## [WORK INSTRUCTION]
Would you set down each line of the data below exactly?

## [MATERIAL FOR THIS EXERCISE]
______
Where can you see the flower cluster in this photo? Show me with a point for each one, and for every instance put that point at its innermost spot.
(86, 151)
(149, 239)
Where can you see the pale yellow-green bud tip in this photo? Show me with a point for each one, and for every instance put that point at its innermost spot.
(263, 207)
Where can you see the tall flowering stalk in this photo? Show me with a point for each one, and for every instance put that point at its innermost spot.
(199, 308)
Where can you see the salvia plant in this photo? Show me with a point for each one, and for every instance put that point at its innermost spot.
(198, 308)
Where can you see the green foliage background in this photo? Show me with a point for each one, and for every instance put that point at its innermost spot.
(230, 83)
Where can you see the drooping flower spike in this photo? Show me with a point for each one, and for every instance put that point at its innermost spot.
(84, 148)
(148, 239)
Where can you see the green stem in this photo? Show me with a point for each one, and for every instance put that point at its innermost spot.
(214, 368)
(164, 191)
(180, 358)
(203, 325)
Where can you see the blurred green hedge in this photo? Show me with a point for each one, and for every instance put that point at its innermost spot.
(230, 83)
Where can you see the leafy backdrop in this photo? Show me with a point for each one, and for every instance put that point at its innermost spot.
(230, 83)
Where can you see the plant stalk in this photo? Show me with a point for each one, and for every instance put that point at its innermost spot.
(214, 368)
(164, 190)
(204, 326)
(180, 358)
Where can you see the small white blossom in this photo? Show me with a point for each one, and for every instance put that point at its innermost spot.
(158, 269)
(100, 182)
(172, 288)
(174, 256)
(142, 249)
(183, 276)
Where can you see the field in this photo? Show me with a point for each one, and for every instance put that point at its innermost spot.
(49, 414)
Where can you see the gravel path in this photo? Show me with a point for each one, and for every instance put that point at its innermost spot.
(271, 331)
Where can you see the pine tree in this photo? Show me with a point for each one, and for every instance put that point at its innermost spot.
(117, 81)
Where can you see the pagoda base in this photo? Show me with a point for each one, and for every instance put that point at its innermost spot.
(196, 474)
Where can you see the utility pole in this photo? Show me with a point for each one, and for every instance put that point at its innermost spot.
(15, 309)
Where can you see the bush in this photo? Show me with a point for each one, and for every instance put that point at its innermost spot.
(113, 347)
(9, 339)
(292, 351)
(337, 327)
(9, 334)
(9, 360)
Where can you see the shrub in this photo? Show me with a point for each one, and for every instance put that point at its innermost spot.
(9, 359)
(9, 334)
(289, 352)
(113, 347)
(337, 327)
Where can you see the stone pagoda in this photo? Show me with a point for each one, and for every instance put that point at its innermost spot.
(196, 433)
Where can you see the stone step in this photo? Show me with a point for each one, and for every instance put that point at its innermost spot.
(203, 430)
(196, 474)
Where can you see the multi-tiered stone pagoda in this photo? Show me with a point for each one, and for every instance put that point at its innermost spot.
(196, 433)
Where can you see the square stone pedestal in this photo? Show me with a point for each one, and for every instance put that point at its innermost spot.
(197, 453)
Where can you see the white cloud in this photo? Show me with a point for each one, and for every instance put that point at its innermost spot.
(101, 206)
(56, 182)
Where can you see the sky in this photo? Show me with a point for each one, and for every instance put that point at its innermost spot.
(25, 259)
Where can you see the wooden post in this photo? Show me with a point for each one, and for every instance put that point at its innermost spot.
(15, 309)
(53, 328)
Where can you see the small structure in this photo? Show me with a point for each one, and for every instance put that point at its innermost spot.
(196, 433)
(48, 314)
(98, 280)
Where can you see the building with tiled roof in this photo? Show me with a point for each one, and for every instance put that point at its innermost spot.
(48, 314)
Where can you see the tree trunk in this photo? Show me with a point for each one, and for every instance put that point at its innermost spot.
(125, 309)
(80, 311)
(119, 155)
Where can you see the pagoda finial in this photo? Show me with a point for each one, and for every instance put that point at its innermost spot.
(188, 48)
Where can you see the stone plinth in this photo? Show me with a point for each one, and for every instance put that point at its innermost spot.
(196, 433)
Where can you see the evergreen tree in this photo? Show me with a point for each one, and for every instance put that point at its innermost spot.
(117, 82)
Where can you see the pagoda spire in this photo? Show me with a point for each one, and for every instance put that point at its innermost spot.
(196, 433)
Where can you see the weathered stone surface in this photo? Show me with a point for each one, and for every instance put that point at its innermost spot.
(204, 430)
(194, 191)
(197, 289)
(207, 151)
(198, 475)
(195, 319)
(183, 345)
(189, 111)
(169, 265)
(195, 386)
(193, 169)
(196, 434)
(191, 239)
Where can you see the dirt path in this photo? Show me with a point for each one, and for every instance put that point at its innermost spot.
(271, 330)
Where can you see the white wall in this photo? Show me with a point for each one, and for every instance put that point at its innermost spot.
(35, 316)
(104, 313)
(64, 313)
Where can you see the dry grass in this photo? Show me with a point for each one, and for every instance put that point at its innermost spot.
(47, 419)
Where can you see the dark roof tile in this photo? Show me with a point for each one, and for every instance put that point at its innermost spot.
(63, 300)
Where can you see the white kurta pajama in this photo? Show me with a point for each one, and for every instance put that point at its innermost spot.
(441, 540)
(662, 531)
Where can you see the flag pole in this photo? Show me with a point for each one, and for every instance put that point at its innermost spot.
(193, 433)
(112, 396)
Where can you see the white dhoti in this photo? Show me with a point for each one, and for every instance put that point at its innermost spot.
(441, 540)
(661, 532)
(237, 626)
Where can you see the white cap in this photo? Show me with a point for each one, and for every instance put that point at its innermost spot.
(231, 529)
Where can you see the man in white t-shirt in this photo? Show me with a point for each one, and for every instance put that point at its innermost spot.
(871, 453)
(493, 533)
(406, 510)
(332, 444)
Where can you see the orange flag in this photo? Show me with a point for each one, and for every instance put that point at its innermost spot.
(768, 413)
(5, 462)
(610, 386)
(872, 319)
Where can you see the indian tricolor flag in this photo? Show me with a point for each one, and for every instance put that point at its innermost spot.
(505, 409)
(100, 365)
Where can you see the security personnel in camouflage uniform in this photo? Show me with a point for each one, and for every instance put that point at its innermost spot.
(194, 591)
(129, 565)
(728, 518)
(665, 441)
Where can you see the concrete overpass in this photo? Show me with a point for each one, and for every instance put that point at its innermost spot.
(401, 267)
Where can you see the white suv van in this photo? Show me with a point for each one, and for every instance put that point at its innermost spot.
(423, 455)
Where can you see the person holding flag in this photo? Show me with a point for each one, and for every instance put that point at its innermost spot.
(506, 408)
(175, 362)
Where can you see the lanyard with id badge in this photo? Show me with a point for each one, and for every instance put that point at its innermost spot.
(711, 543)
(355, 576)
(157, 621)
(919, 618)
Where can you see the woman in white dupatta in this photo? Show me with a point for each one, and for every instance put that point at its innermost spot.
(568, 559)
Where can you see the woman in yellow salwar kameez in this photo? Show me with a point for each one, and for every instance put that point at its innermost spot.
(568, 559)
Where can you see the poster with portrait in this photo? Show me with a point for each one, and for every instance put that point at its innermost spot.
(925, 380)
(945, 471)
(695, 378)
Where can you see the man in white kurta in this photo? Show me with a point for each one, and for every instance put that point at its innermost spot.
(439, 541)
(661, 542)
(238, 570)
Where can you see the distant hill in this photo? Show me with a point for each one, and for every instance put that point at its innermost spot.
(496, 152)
______
## [EXERCISE RESULT]
Where can you see the flower cluster in this photo? Show me with a point for each one, and for every instance put that point at its innermost spot.
(86, 151)
(149, 239)
Where can you see the pale yellow-green bud tip in this photo? Show me with a point for each one, and for every instance put that point at its innermost spot.
(263, 207)
Where can you see the tall flowering stalk in this photo? Show me with a point for each one, and for every instance put that point at its innermost spot.
(199, 308)
Where can you see the salvia plant in this photo? Show me with a point for each one, and for every instance put that point at its innermost spot.
(198, 308)
Where can you see the green foliage background in this photo? Show me with a point for each one, and for every instance put that point at its innermost spot.
(230, 83)
Where can you see the drooping flower spike in this photo? Show me with a point for each one, and for every instance put that point at its innermost spot.
(84, 148)
(148, 239)
Where can you see the green stem in this photo? Show me with a point for each one, and for every instance put that point at its innermost spot.
(214, 368)
(164, 191)
(180, 358)
(203, 325)
Where can you see the blurred green hedge in this photo? Show me with a point for each one, and for every instance put that point at its innermost spot.
(230, 83)
Where can you see the leafy backdrop in this photo? Show me with a point for each one, and for every instance put that point at its innermost spot.
(230, 83)
Where can you see the plant stalk in this photo? Show me with a point for each one, and for every instance put that point at its innermost spot.
(214, 368)
(164, 190)
(204, 326)
(180, 358)
Where can you see the small white blossom in this photo? Show me with a point for each one, and for every instance put that point at its innermost spot.
(158, 269)
(100, 182)
(172, 288)
(174, 256)
(142, 249)
(183, 276)
Where can you see the field in this photo? Show me with a point for each one, and for every instance put that point at its innermost spot.
(49, 414)
Where can you see the gravel path in this photo? Show me with a point for each one, and for every instance put that point at its innermost spot.
(271, 331)
Where can you see the pine tree in this photo? Show me with a point for each one, and for every instance put that point at its innermost spot.
(117, 81)
Where can you see the pagoda base in this photo? Show me with a point for each one, and for every instance put that point at its innermost spot.
(196, 474)
Where can you see the utility pole in this photo? Show me with a point for each one, and for every instance put that point at its innermost spot.
(15, 309)
Where can you see the bush in this photo? Show me with a point for each one, and for every instance put that point at its innermost spot.
(113, 347)
(9, 339)
(292, 351)
(337, 327)
(9, 334)
(9, 360)
Where can you see the shrub in this photo? Show me with a point for each one, and for every instance put that point at its innermost spot.
(9, 359)
(9, 334)
(289, 352)
(113, 347)
(337, 327)
Where can you see the stone pagoda in this photo? Show me with a point for each one, and for every instance put that point at its innermost spot.
(196, 433)
Where can you see the stone step in this photo? Show me with a point for each one, and for every instance put that point at its innermost spot.
(203, 430)
(196, 474)
Where can you see the multi-tiered stone pagoda in this photo? Show me with a point for each one, and for every instance put that point at its innermost spot.
(196, 433)
Where can you see the square stone pedestal in this photo? Show me with a point for each one, and for every instance put that point at its innermost spot.
(197, 453)
Where can you see the white cloud in this photo? Show me with a point for each one, and for every instance put that point at its innermost spot.
(101, 206)
(56, 182)
Where can you see the sky in this photo? Show me with a point for each one, and for every instance put that point at its innermost spot.
(25, 259)
Where can you see the wooden post in this photo? Show me with a point for each one, and for every instance put that point at its innermost spot.
(15, 309)
(53, 328)
Where can you see the small structure in this photo? Show me with a point for each one, and for every instance put that point at its innermost spot.
(196, 433)
(48, 314)
(98, 280)
Where can you see the building with tiled roof in this photo? Show me with a point for each one, and for every instance put that point at its innermost spot.
(48, 314)
Where can you see the tree trunk in this photo? Show me with a point for each one, and for every instance put that point at its innermost spot.
(125, 309)
(80, 311)
(119, 155)
Where can you see the pagoda finial in this photo? Show me with a point for each one, and for every instance put that point at its innermost spot.
(188, 48)
Where can you see the stone plinth in this photo? Show me with a point for each one, and for every instance put that point at its innermost spot.
(196, 433)
Where can you see the evergreen tree in this photo? Show me with a point for each one, and for every instance put that point at its innermost spot.
(117, 82)
Where can you see the pagoda spire in this photo? Show me with a point for each one, and for every instance put that point at its innermost spot.
(196, 433)
Where can you see the weathered stone surface in this photo? Show me with a point for each one, and for every instance put that point at its innermost spot.
(204, 430)
(194, 191)
(197, 289)
(207, 151)
(198, 475)
(195, 319)
(183, 345)
(189, 111)
(169, 265)
(195, 386)
(193, 169)
(196, 434)
(191, 239)
Where can you see the dirt path in this photo? Show me with a point for each one, and for every instance put that point at its innermost spot.
(271, 330)
Where can you see the white wall in this photo? Show me with a point for each one, and for every instance put that point at its innermost spot.
(35, 316)
(104, 313)
(64, 313)
Where can you see the dry grass in this photo? Show me with a point for each one, and for every instance put that point at its innermost spot.
(47, 419)
Where can you see the dark roof tile in this photo? Show me with a point for each one, and for every instance put that point at its innermost spot.
(63, 300)
Where can you see the white kurta pajama in this photo? Show me with a point for each one, and for every instance put that point at its innermost spot.
(441, 540)
(662, 531)
Where can you see the flag pole in this photo? Show me with a point for each one, and for every instance put that point at its innermost spot.
(193, 433)
(112, 396)
Where can you see the white dhoti in this photo? Show me with a point for each one, and for every instance put that point at its innermost spot.
(441, 540)
(661, 532)
(237, 626)
Where can you see the white cap in this photo? Show me with a point for each one, and for every instance put that point at its innermost spot.
(231, 529)
Where can you see the man in white t-shirt in this photo? Show me with a point for each one, and for every instance put that point at its innermost spot.
(871, 453)
(493, 533)
(406, 510)
(332, 444)
Where can you see the orange flag in this photo? Show me with a point for each one, and for every instance put that point at its innermost spot.
(768, 413)
(5, 462)
(610, 386)
(872, 319)
Where can you see the indian tricolor flag in this photo? Show me with a point for each one, and for every instance put that point at its innermost spot.
(505, 409)
(100, 365)
Where can you see the security personnel in camouflage uniform in this photo? Show me with a point for each one, and for every instance put that point at its innermost spot.
(194, 591)
(129, 565)
(728, 518)
(665, 441)
Where can you see the concrete overpass in this photo? Show me with a point for each one, and for every instance put that point at its innermost spot.
(401, 267)
Where can you see the white suv van in this photo? Show me with a point for each one, and for every instance put that point at its innermost spot.
(423, 455)
Where can you see the person holding flag in this photo? Show me with a point for each one, and for every instance put that point at its innermost spot.
(506, 408)
(175, 362)
Where can you see the lanyard with id badge in this photo? Show me with a point for each one, and for every instance put that point at its innermost spot.
(711, 543)
(355, 576)
(157, 621)
(919, 618)
Where can you see the woman in white dupatta in this photo? Show me with a point for each one, and for every instance put that point at its innermost spot.
(568, 559)
Where can you see the woman in yellow salwar kameez in this photo? Show me with a point for each one, and for every instance put that point at its innermost spot.
(568, 559)
Where can you see the poster with portrait in this photo? Show me with a point for each one, and for every instance put that point at its innermost spot.
(925, 380)
(945, 471)
(695, 378)
Where can you see the man in white kurta in this photo? Show me with a point for each one, and for every instance put that point at its innermost spot.
(439, 541)
(661, 542)
(238, 570)
Where can you see the distant hill in this photo? Show me with a point for each one, and for every instance put that point at its innermost spot.
(496, 152)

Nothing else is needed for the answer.